Estratto del testo:
····················

Nel porticato del Duomo, per dare avvio alla processione delle Palme, abbiamo letto l’episodio dell’ingresso a Gerusalemme, secondo il Vangelo di Luca. In questo racconto c’è un particolare che mi ha sempre incuriosito. Gesù manda avanti due discepoli, dicendo: «Andate nel villaggio di fronte; entrando, troverete un puledro legato, sul quale non è mai salito nessuno. Slegatelo e conducetelo qui. E se qualcuno vi domanda: “Perché lo slegate?”, risponderete così: “Il Signore ne ha bisogno”». Sempre nei momenti decisivi, Gesù coinvolge i discepoli nella sua missione e li manda a due a due (Lc 10). Questa volta i discepoli non sono mandati con il compito di predicare e guarire, ma, ormai in prossimità degli eventi della Pasqua, essi sono inviati per predisporre i gesti della settimana santa.

····················

[Esempi di rilevamento]
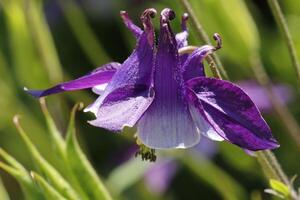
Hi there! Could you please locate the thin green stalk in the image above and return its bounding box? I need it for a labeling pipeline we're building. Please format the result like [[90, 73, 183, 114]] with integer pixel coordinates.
[[58, 0, 110, 66], [250, 55, 300, 149], [256, 150, 299, 200], [23, 0, 63, 83], [179, 0, 228, 79], [268, 0, 300, 81]]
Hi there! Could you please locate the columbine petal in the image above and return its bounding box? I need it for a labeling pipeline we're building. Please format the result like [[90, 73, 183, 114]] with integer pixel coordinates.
[[85, 9, 156, 131], [187, 77, 279, 151], [236, 81, 293, 112], [120, 11, 143, 39], [185, 87, 224, 141], [24, 62, 120, 97], [137, 9, 200, 148], [175, 13, 189, 49]]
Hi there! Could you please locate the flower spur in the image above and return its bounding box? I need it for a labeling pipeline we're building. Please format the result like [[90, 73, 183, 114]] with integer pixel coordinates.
[[28, 8, 279, 151]]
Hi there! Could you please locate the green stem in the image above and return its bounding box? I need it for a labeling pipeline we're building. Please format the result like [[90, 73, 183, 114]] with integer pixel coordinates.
[[256, 150, 299, 200], [179, 0, 228, 79], [58, 0, 110, 66], [250, 55, 300, 149], [268, 0, 300, 81]]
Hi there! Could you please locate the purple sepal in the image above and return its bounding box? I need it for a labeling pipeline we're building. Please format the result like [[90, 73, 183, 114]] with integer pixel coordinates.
[[187, 77, 279, 151], [24, 62, 120, 98], [85, 9, 156, 132]]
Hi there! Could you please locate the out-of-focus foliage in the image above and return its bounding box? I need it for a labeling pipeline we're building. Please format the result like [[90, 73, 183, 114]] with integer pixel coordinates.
[[0, 100, 111, 200], [0, 0, 300, 200]]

····················

Attività da svolgere:
1. Riformuli in forma di elenco il paragrafo dell'estratto che inizia con «Nel porticato del Duomo», conservandone i fatti principali.
2. Trascriva fedelmente dall'estratto il passo che va da «Nel porticato del» a «della settimana santa.».

Soluzioni delle attività:
1.
- Nel porticato del Duomo, per avviare la processione delle Palme, è stato letto l'episodio dell'ingresso a Gerusalemme secondo il Vangelo di Luca.
- Di questo racconto un particolare ha sempre incuriosito chi scrive.
- Gesù manda avanti due discepoli nel villaggio di fronte, perché sleghino un puledro su cui nessuno è mai salito e lo conducano da lui.
- A chi domandi loro perché lo slegano, devono rispondere: «Il Signore ne ha bisogno».
- Nei momenti decisivi Gesù coinvolge sempre i discepoli nella sua missione e li manda a due a due (Lc 10).
- Questa volta, vicino agli eventi della Pasqua, non li invia a predicare e guarire, ma a predisporre i gesti della settimana santa.

2.
Nel porticato del Duomo, per dare avvio alla processione delle Palme, abbiamo letto l’episodio dell’ingresso a Gerusalemme, secondo il Vangelo di Luca. In questo racconto c’è un particolare che mi ha sempre incuriosito. Gesù manda avanti due discepoli, dicendo: «Andate nel villaggio di fronte; entrando, troverete un puledro legato, sul quale non è mai salito nessuno. Slegatelo e conducetelo qui. E se qualcuno vi domanda: “Perché lo slegate?”, risponderete così: “Il Signore ne ha bisogno”». Sempre nei momenti decisivi, Gesù coinvolge i discepoli nella sua missione e li manda a due a due (Lc 10). Questa volta i discepoli non sono mandati con il compito di predicare e guarire, ma, ormai in prossimità degli eventi della Pasqua, essi sono inviati per predisporre i gesti della settimana santa.